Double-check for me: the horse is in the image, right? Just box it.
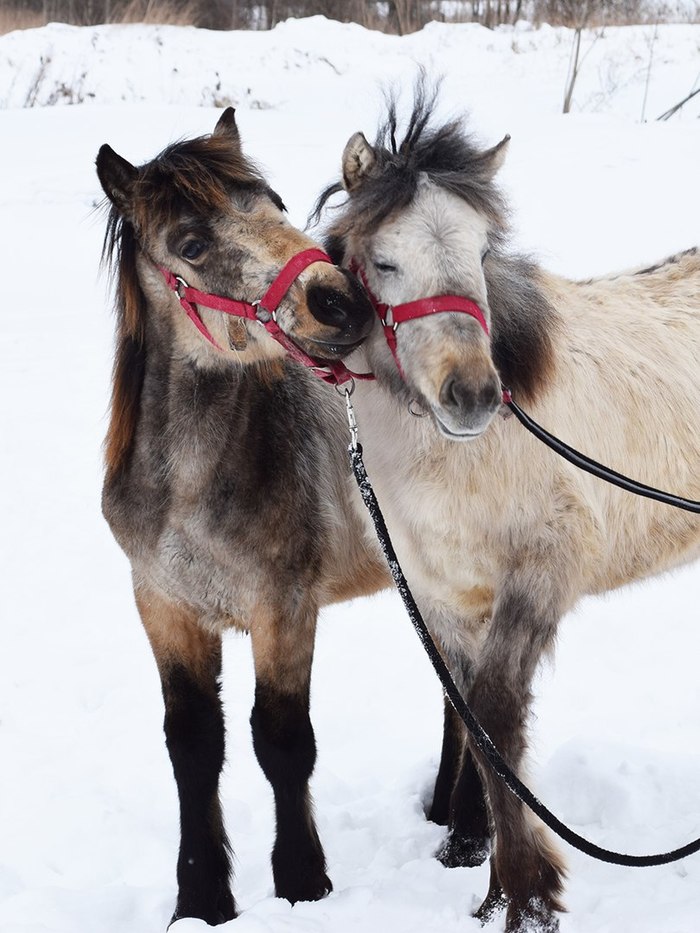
[312,85,700,933]
[97,108,389,925]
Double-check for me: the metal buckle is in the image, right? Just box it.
[251,298,277,327]
[174,275,189,301]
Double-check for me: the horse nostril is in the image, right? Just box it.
[440,375,501,414]
[306,279,373,340]
[440,376,475,411]
[307,286,349,327]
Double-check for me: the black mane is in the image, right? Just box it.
[311,81,508,238]
[311,87,558,401]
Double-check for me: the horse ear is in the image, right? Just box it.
[95,143,139,214]
[212,107,241,143]
[342,133,377,191]
[475,134,510,181]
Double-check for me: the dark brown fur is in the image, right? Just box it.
[98,111,387,924]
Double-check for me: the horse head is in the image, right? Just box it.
[319,97,509,439]
[97,108,372,364]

• **Written task**: Set down every one of the entries above word for word, without the pictures.

• **Written solution**:
Double-check for me: the horse is in the image, right? Just box it.
[312,85,700,933]
[97,108,389,925]
Double-check for me: the metal buckle is in the image, right? Just box it.
[251,298,277,327]
[174,275,189,301]
Double-check for me: the horse nostril is in the image, right? Just box it.
[440,375,501,414]
[306,279,373,340]
[440,376,475,411]
[307,286,349,327]
Double-check for me: the black mane is in the image, right? Just box it.
[311,81,508,238]
[311,87,558,401]
Double-check for me: the horse ear is in the image, right? Just box it.
[95,143,139,214]
[212,107,241,143]
[342,133,377,191]
[475,134,510,181]
Double-check for me: the dark brown fur is in the image, right? Just box it.
[98,111,387,924]
Double-check for me: the horse head is in the image, right? Just box it.
[319,97,509,439]
[97,108,372,364]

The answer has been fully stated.